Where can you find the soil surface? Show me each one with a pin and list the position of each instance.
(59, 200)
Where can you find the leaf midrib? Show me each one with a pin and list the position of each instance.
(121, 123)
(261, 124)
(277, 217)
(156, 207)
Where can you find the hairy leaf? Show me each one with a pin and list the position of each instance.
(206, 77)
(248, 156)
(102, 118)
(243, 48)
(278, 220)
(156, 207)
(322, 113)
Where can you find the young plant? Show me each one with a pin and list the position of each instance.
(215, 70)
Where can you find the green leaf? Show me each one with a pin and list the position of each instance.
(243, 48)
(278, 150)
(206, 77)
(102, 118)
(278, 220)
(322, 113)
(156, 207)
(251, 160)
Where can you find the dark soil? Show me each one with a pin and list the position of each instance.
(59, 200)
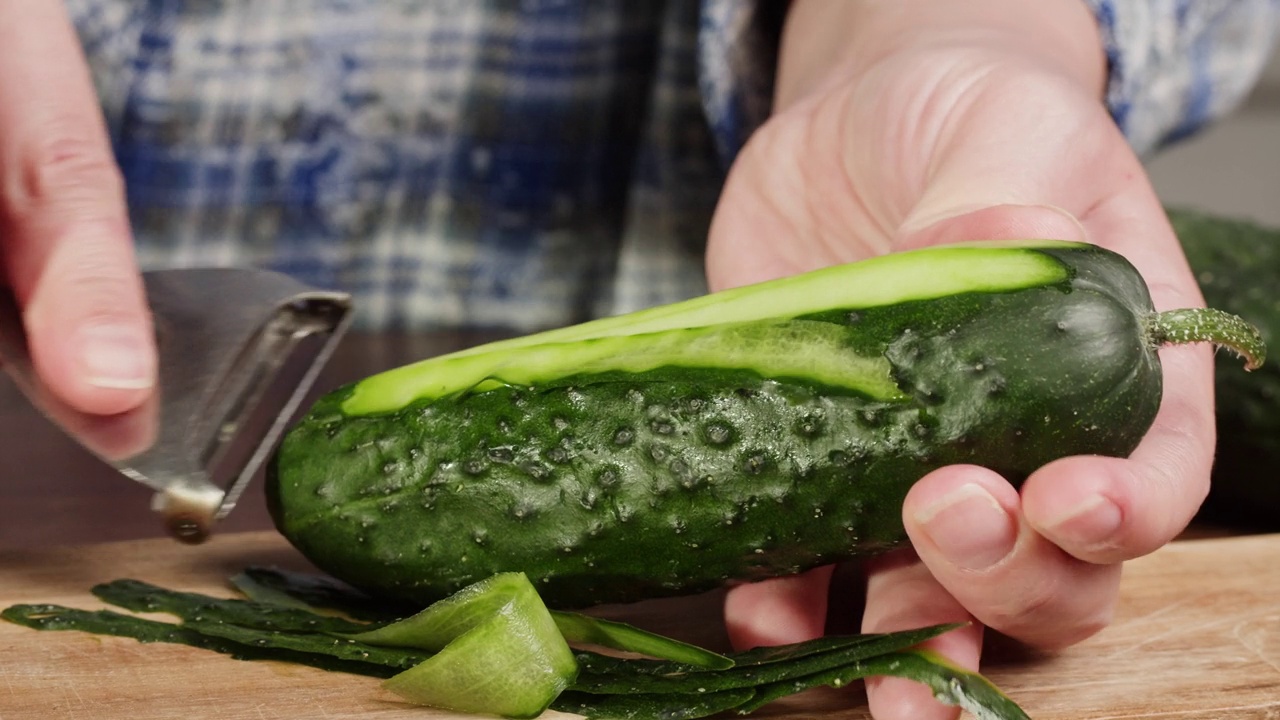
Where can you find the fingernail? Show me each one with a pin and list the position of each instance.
(1088, 524)
(115, 356)
(969, 527)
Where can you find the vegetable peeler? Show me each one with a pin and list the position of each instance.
(238, 351)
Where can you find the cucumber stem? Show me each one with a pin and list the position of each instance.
(1207, 324)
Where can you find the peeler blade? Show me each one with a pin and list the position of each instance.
(238, 351)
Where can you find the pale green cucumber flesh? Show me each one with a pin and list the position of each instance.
(620, 486)
(700, 332)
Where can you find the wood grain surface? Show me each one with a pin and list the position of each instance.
(1197, 636)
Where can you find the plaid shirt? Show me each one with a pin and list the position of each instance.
(506, 163)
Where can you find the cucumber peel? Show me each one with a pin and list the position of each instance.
(496, 650)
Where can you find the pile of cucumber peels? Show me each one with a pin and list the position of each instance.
(494, 648)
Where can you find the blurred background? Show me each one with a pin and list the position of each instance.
(1234, 165)
(53, 492)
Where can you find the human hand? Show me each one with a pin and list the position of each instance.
(64, 237)
(910, 123)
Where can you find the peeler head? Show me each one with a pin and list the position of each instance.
(238, 351)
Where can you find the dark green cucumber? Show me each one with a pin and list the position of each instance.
(1238, 267)
(734, 437)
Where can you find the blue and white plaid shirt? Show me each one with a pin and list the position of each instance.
(516, 164)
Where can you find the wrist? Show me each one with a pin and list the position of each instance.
(827, 41)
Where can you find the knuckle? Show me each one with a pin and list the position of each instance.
(63, 169)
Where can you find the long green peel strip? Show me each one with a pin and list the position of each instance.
(494, 648)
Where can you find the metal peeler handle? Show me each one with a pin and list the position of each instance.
(238, 350)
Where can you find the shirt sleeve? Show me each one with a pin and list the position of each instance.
(737, 55)
(1175, 65)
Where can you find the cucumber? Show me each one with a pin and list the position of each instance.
(739, 436)
(1237, 264)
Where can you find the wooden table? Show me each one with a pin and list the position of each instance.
(1197, 633)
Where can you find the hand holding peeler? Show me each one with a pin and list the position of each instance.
(238, 351)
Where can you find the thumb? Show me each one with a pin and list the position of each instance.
(927, 226)
(63, 220)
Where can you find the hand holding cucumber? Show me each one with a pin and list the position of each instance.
(983, 121)
(64, 236)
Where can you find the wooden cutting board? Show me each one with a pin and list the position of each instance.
(1197, 636)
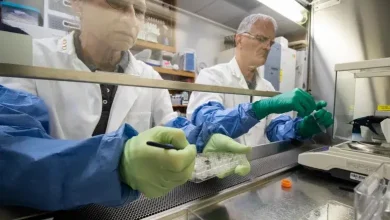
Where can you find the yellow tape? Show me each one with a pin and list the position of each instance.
(384, 108)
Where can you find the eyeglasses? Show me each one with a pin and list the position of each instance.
(125, 5)
(262, 39)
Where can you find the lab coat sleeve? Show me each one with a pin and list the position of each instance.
(206, 109)
(283, 128)
(209, 76)
(40, 172)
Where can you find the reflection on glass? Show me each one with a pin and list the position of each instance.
(71, 141)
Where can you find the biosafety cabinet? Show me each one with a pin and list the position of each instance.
(319, 35)
(361, 114)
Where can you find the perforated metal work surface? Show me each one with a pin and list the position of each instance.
(144, 207)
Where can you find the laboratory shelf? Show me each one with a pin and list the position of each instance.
(174, 72)
(154, 46)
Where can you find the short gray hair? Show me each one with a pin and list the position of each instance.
(248, 22)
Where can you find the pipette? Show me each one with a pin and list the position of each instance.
(323, 129)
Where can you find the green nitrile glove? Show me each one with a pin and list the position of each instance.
(154, 171)
(296, 100)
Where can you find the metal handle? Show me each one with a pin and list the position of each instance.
(67, 3)
(31, 72)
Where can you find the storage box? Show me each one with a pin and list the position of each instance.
(20, 13)
(372, 196)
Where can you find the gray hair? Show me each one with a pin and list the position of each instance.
(248, 22)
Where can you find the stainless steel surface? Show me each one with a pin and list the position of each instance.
(17, 213)
(326, 4)
(369, 148)
(332, 210)
(20, 71)
(354, 30)
(189, 192)
(270, 149)
(367, 64)
(271, 201)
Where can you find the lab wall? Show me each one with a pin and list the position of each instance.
(205, 37)
(354, 30)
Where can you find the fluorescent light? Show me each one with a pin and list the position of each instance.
(288, 8)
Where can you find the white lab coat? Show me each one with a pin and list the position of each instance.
(75, 108)
(230, 75)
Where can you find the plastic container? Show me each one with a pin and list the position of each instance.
(209, 165)
(188, 60)
(61, 23)
(63, 6)
(20, 13)
(372, 196)
(333, 210)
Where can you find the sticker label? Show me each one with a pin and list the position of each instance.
(385, 108)
(357, 177)
(281, 76)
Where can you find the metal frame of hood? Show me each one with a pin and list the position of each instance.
(31, 72)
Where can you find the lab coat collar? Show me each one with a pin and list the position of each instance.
(66, 45)
(125, 96)
(236, 72)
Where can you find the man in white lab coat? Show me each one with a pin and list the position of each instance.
(250, 119)
(66, 144)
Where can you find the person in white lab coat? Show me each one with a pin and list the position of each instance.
(250, 119)
(92, 155)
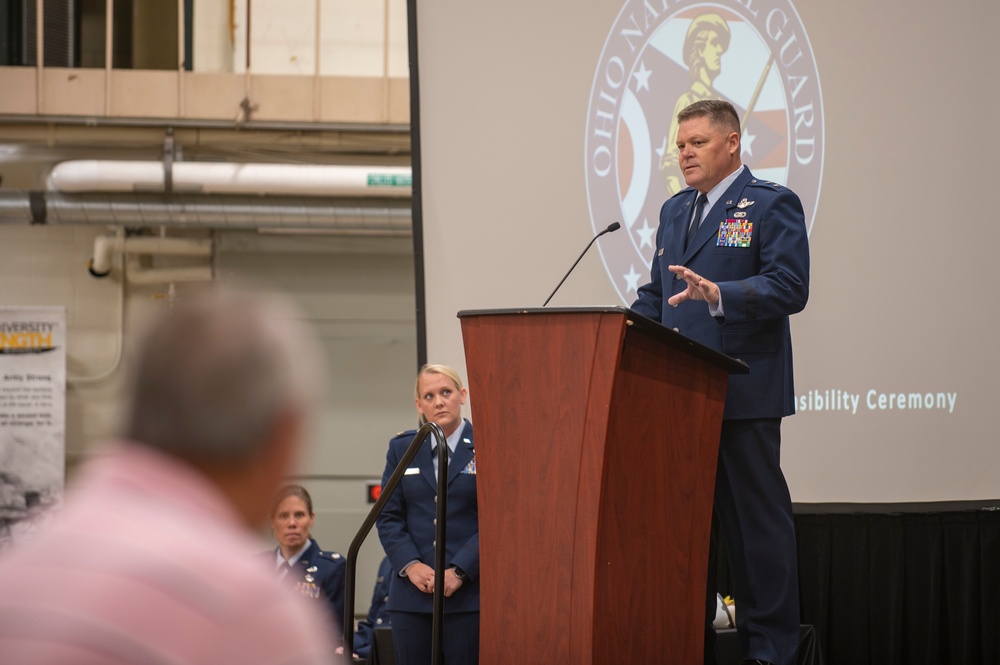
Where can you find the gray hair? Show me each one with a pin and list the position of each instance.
(214, 375)
(720, 113)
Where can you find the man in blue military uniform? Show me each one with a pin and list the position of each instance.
(298, 560)
(407, 529)
(378, 611)
(731, 265)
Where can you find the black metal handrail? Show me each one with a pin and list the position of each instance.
(350, 574)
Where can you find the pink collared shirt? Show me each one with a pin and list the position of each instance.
(149, 564)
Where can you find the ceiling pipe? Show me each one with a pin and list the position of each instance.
(78, 176)
(357, 217)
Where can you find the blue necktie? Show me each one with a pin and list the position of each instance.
(699, 206)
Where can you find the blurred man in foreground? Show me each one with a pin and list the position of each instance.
(150, 562)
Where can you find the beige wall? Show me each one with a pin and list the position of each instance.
(357, 291)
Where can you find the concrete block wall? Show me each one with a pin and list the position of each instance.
(357, 291)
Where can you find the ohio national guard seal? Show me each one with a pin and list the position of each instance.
(662, 55)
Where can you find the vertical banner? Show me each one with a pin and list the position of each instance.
(32, 417)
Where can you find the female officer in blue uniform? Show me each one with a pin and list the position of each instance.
(312, 572)
(407, 530)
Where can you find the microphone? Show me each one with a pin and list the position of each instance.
(611, 227)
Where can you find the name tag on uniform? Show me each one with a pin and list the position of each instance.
(735, 233)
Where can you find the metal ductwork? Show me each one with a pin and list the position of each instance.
(347, 216)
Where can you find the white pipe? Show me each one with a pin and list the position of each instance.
(227, 178)
(105, 246)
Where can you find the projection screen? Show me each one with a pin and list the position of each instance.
(543, 122)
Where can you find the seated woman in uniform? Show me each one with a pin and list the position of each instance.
(316, 574)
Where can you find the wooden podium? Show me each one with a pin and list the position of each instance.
(597, 433)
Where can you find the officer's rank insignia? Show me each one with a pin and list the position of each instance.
(308, 589)
(735, 233)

☆ ☆ ☆ ☆ ☆

■ Exercise aim ■
Set down, exactly and in full, the lines from the one containing "Where can you find the metal ductwork?" through the end of the entries; no other line belongs.

■ Result of the exercise ■
Where can you find the metal ductwork? Show me each one with a pin and list the position of each instance.
(347, 216)
Where can you find the white pipe? Show me each one with a pin and list the position of each instance.
(227, 178)
(105, 246)
Where can you find the projection screen? Show me each one with a pin and list the position of each instance.
(543, 122)
Where can you find the seated woman in uniform? Show me each one with a pin and list the position of each instance.
(316, 574)
Where can you find the wooden podium? Show me each one with a pin and list the position of each instance.
(597, 433)
Where can you find the officer's rank insignia? Show me each one with a pin and list the position of each instance.
(308, 589)
(735, 233)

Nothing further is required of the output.